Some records
-- start --
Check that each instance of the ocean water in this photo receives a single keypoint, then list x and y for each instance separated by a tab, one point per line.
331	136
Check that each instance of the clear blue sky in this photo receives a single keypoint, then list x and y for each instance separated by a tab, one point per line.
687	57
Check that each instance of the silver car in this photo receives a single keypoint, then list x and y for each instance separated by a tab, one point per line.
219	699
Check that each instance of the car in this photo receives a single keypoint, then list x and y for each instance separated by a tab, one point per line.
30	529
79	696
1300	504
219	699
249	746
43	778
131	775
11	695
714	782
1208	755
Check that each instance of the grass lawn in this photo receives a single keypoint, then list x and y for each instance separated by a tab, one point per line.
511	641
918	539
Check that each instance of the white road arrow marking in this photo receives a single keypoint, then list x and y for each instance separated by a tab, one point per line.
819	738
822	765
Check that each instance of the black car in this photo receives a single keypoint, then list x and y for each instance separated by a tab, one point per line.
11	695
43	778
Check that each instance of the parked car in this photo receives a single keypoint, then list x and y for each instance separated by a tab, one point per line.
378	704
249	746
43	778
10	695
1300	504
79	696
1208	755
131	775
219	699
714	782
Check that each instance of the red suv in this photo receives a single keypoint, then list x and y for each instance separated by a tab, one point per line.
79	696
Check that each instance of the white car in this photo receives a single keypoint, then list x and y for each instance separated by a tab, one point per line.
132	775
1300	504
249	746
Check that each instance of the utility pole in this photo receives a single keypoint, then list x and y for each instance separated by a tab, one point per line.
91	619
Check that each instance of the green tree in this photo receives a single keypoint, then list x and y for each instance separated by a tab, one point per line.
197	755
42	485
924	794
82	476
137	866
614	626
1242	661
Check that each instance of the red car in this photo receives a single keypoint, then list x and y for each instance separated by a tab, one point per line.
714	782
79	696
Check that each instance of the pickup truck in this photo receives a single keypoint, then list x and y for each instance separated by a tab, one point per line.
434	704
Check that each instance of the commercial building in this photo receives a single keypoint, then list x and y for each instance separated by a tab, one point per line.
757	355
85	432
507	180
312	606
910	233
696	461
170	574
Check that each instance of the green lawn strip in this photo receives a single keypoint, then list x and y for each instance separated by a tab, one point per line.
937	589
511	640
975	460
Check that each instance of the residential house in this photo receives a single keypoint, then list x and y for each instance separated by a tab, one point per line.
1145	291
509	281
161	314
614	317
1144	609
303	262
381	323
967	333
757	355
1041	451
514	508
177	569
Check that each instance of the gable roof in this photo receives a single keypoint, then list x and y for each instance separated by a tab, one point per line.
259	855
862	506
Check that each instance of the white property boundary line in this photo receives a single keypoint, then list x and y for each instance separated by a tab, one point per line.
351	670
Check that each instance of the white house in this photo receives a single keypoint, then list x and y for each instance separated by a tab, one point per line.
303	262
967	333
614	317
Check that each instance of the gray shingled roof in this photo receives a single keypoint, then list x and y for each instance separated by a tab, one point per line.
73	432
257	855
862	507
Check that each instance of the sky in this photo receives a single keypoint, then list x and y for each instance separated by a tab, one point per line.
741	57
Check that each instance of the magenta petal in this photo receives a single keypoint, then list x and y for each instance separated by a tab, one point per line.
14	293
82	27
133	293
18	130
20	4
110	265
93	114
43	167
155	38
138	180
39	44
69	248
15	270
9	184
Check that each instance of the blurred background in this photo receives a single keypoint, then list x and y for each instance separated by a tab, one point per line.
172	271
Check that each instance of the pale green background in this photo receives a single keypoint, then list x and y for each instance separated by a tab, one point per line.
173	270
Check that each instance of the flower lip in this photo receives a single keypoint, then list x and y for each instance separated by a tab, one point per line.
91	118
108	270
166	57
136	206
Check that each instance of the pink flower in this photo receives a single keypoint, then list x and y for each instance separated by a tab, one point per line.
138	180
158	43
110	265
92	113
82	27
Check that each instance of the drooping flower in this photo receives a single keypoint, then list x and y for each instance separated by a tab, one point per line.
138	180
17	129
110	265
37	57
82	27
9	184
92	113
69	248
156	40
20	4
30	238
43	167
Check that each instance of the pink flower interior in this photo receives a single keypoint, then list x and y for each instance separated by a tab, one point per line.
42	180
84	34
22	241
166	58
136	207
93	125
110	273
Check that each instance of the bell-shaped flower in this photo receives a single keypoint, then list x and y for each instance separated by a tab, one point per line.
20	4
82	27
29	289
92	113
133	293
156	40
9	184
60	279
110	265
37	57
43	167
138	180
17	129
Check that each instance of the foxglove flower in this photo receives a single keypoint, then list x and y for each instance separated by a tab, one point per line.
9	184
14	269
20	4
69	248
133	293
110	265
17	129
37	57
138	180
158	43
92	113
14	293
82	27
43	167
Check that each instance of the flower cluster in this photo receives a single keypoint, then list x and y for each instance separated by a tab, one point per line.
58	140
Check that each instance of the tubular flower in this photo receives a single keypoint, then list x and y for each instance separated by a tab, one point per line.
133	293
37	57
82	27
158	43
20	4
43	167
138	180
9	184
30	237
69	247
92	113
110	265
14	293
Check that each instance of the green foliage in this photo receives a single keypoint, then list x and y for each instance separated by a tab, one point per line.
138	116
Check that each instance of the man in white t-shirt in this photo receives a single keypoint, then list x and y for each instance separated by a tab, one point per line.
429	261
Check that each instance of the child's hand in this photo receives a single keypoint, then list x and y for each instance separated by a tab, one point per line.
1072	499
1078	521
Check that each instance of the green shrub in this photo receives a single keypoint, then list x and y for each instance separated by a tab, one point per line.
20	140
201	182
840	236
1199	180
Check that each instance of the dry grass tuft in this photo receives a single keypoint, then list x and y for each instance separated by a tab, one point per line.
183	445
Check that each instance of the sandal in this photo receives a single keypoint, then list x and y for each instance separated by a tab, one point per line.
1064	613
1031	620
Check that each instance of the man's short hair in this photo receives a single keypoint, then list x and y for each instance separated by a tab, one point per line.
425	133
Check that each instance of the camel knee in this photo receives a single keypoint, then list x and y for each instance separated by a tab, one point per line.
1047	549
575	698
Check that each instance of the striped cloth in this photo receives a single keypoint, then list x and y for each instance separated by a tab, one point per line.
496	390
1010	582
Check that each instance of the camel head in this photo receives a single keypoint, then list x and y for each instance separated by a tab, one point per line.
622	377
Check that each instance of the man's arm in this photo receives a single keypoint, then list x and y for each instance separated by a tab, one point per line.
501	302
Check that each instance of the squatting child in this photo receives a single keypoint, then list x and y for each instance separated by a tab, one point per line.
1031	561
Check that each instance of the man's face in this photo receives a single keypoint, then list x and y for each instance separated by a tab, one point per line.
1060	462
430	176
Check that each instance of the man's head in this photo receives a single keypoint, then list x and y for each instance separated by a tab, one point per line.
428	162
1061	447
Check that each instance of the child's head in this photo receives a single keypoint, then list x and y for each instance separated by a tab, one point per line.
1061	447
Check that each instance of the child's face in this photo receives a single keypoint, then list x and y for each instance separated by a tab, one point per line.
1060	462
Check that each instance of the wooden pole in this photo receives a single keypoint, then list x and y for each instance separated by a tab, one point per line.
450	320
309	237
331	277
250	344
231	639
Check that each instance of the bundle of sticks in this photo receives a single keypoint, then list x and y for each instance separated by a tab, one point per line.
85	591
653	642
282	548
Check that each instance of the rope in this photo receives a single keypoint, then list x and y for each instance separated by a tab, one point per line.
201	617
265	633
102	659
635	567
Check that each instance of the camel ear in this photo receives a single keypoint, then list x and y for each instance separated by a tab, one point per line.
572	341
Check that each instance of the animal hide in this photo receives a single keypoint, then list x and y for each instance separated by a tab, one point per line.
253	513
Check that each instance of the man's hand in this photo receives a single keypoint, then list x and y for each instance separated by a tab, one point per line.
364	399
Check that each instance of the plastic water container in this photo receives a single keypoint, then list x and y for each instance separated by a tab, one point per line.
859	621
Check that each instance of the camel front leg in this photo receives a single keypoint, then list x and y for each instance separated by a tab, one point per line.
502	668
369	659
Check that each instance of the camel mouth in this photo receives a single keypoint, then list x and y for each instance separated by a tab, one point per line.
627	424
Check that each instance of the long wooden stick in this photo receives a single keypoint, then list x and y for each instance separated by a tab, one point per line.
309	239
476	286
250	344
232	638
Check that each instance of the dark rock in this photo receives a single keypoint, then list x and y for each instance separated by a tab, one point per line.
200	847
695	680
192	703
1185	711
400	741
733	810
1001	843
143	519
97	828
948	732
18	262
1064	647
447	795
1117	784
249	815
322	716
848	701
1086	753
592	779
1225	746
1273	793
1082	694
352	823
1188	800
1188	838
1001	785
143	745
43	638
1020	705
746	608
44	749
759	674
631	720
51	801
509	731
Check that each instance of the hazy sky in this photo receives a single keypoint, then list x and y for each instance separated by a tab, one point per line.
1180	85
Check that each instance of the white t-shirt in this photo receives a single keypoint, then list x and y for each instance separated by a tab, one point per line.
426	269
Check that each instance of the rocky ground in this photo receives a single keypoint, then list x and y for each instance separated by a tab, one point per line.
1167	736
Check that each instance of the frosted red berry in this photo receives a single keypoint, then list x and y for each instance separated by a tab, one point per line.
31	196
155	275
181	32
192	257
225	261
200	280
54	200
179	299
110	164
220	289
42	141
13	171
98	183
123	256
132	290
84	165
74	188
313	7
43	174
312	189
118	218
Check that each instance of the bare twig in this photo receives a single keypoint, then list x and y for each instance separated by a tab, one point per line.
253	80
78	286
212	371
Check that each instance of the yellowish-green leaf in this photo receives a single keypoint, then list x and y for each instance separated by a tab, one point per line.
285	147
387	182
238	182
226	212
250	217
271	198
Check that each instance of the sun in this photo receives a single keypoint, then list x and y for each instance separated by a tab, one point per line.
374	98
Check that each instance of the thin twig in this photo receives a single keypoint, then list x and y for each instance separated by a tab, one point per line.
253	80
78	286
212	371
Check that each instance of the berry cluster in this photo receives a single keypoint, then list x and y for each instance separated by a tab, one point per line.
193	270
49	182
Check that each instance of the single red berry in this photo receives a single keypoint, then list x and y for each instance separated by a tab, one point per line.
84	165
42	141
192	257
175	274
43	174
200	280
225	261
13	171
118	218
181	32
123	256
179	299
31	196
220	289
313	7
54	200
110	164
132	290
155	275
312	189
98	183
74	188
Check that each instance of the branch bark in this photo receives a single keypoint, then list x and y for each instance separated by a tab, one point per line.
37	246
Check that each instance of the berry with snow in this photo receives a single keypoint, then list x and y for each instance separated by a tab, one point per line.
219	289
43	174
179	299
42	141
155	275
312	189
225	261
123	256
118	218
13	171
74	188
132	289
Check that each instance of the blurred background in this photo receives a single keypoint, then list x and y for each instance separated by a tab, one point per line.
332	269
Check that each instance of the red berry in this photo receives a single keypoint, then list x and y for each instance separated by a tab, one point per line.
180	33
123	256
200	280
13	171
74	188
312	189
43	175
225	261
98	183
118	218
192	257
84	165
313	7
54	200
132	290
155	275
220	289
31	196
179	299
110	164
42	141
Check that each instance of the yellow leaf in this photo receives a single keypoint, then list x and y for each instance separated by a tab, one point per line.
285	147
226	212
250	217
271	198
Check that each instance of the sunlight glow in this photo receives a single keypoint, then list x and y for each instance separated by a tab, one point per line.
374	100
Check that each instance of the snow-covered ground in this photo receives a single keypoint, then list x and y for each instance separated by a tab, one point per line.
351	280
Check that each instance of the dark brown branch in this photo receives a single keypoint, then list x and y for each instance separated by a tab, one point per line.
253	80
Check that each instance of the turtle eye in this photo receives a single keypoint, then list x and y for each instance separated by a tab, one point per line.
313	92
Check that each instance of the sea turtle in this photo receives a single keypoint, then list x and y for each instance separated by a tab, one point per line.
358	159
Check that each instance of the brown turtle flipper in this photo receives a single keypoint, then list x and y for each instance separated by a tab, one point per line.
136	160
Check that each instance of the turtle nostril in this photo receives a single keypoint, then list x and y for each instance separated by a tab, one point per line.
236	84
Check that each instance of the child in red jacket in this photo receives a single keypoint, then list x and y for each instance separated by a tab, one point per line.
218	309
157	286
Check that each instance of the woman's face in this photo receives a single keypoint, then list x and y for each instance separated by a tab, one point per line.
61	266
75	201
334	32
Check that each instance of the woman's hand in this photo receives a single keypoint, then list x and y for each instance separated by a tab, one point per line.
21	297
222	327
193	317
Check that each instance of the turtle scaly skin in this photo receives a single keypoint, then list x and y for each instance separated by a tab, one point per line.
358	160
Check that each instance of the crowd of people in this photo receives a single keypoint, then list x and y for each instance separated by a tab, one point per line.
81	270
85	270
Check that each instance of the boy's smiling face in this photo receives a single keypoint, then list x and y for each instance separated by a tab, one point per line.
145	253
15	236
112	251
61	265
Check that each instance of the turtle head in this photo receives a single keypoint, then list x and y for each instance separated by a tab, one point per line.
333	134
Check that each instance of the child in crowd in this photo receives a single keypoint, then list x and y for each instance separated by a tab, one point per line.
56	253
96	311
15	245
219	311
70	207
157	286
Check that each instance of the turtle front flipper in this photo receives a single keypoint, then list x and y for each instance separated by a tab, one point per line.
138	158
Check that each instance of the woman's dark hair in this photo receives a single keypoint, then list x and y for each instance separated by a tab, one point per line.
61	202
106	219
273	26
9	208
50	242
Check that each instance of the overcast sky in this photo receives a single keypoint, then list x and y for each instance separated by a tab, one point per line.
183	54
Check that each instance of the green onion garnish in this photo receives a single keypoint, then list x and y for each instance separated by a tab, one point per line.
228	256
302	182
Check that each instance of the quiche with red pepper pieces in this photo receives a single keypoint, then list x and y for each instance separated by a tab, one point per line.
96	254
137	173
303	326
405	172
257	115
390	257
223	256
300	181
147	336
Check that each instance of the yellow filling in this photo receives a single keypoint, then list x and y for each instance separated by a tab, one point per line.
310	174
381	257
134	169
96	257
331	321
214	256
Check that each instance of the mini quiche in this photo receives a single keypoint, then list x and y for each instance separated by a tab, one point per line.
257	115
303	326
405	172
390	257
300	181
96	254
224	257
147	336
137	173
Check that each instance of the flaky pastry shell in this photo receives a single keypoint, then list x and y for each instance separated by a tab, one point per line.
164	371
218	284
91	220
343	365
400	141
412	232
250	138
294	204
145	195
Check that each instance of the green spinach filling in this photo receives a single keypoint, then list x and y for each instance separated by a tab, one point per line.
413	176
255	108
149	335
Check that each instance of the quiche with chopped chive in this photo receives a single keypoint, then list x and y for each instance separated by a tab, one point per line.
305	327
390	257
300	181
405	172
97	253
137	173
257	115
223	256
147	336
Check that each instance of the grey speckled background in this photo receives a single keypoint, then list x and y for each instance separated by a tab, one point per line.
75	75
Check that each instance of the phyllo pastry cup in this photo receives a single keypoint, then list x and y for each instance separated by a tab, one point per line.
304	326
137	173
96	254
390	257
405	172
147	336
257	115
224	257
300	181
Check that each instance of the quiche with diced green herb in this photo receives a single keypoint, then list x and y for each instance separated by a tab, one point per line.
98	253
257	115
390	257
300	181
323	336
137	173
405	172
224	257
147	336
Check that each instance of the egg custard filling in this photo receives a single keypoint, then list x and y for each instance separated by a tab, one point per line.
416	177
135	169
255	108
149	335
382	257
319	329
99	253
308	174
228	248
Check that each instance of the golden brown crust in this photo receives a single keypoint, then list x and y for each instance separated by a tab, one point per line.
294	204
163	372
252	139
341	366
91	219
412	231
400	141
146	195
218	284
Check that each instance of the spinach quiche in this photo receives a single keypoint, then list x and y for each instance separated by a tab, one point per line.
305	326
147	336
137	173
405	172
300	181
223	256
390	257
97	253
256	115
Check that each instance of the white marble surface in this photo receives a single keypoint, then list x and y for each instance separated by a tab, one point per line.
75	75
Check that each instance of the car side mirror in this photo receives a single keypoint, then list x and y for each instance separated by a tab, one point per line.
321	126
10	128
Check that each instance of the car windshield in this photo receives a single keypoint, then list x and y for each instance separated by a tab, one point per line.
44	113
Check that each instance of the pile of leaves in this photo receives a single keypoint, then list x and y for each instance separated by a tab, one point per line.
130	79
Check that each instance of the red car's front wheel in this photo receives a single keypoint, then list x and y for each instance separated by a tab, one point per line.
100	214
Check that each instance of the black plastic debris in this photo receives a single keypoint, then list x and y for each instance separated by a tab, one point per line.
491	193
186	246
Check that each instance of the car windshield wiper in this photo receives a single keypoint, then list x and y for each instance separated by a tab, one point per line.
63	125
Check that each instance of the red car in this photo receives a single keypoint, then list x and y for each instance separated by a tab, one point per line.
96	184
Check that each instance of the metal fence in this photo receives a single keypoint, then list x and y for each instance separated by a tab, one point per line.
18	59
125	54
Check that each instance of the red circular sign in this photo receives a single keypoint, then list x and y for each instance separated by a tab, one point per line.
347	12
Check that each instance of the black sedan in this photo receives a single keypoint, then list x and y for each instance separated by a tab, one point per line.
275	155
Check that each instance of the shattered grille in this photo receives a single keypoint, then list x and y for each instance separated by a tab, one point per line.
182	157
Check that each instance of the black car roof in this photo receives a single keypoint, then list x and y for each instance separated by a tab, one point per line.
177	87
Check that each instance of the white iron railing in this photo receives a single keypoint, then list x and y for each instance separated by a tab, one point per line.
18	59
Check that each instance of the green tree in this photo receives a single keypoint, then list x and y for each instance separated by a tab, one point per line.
-- end --
# [Required work]
Look above for the line containing "Check that each instance of the red circular", then transcribe it and all lines after it through the last, exactly and with nothing else.

# [The reply]
Check that each instance of the red circular sign in this photo receives a single keypoint, then list x and y for each instance separated by a tab, one point per line.
347	12
Check that each instance of the black sedan in this photo receives a single keypoint, then list x and y for each instance separated by a tab, one point per line.
275	155
Check that each instance of the shattered grille in this photo receives a single keypoint, then list x and y for each instance separated by a tab, one point per line.
182	157
Check that each instance of the black car roof in this photo receives a single keypoint, then list x and y for each instance separated by a tab, one point per line.
177	87
Check that each instance of the white iron railing in this photo receives a single keypoint, then list x and y for each instance separated by a tab, one point per line.
18	59
Check that each instance of the green tree in this photo receives a single keypoint, then list x and y for each instance separated by a tab, one point per line.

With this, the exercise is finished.